====== Data shown ======
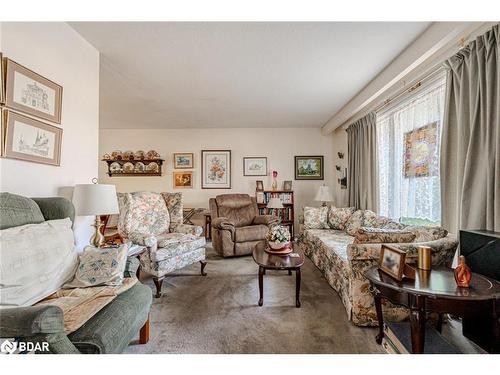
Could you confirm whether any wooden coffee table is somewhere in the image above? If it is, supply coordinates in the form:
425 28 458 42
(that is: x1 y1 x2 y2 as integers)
252 243 304 307
365 267 500 353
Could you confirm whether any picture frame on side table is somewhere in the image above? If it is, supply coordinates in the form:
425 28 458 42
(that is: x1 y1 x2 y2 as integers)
201 150 231 189
5 59 63 124
379 245 406 281
243 157 267 176
172 171 194 189
295 155 325 180
3 109 63 166
174 152 194 169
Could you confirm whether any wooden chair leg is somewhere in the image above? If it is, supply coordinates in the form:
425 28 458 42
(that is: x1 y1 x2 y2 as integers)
139 316 149 344
153 277 164 298
200 260 207 276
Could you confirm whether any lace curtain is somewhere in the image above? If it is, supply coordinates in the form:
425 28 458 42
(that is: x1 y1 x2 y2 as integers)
377 73 446 224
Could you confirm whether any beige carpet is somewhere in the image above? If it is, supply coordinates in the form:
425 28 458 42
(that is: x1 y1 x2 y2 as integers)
126 248 382 353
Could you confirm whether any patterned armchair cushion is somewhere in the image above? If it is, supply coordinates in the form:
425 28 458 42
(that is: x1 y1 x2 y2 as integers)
150 233 205 262
304 207 329 229
354 227 416 244
161 192 184 225
328 206 356 230
170 223 203 237
405 225 448 242
118 192 170 238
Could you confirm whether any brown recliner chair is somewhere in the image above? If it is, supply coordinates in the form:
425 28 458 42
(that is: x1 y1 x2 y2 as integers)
209 194 279 257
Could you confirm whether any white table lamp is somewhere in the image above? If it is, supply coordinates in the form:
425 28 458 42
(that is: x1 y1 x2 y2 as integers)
314 185 333 206
73 184 119 247
266 198 283 208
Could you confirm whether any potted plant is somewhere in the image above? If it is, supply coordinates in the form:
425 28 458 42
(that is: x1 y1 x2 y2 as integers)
267 225 290 250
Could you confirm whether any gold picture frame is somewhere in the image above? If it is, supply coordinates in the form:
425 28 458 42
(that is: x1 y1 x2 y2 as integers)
======
Set problem
Rewrite every entry above, swapping "image" for "photo" and changing nothing else. Leave the pictures out.

Worked answer
Could you confirm whether any wooden coffee table is somewhere in the photo above? If it is, supply coordinates in the form:
425 28 458 42
(that is: x1 y1 x2 y2 as integers)
252 243 304 307
365 267 500 353
Could you confirm whether any picture frame on side table is somewhere in the photo above? If it is, supply coordinates in the form:
425 28 458 42
(that is: x1 y1 x2 y2 as integers)
201 150 231 189
5 59 63 124
379 245 406 281
243 157 267 176
172 171 194 189
295 155 325 180
3 109 63 166
174 152 194 169
Could you confirm whether any wooden chair leg is somewhere in the photo above? If it is, supply coordinates in the form:
425 28 458 42
(that is: x1 y1 x2 y2 as integers)
139 316 149 344
153 277 164 298
200 260 207 276
Could you confirm whether any lace curtain is somewhere in the photo above? If it is, supply coordinates in the form:
425 28 458 42
(that is: x1 y1 x2 y2 as integers)
377 73 446 224
Could you confirm whether any beige carpet is somewhere in the photo above? If it is, supply coordinates in the form:
425 28 458 42
(that is: x1 y1 x2 y2 as integers)
126 248 382 353
Could you confirm whether any patterned armchair cushion is somewhere in the photo above? If it is, supply coordinates in the form:
425 28 458 42
(that is: x1 y1 x2 y2 as integers)
150 233 205 262
304 207 329 229
354 227 416 244
161 192 184 225
328 206 356 230
170 223 203 237
405 225 448 242
118 192 170 238
Could you confirm whether any brown recliner chair is somewhere in the photo above? If it is, supply coordinates in the form:
425 28 458 42
(that is: x1 y1 x2 y2 as integers)
209 194 279 257
Could you confirm whether any white table lamp is somewhere in the photo above? If it is, supply coordinates in the form:
425 28 458 42
(that is: x1 y1 x2 y2 as integers)
314 185 333 206
73 184 119 247
266 198 283 208
Could you confirm whether any potted plant is somewhere in the photo above? If it is, supply coordinates in the form:
425 28 458 42
(that is: x1 y1 x2 y2 as integers)
267 225 290 250
Could you confirm whether any gold picture frame is somewhere in the photo above? If it is, supply coordinates in the form:
425 28 458 42
(that is: x1 y1 x2 y2 as integers)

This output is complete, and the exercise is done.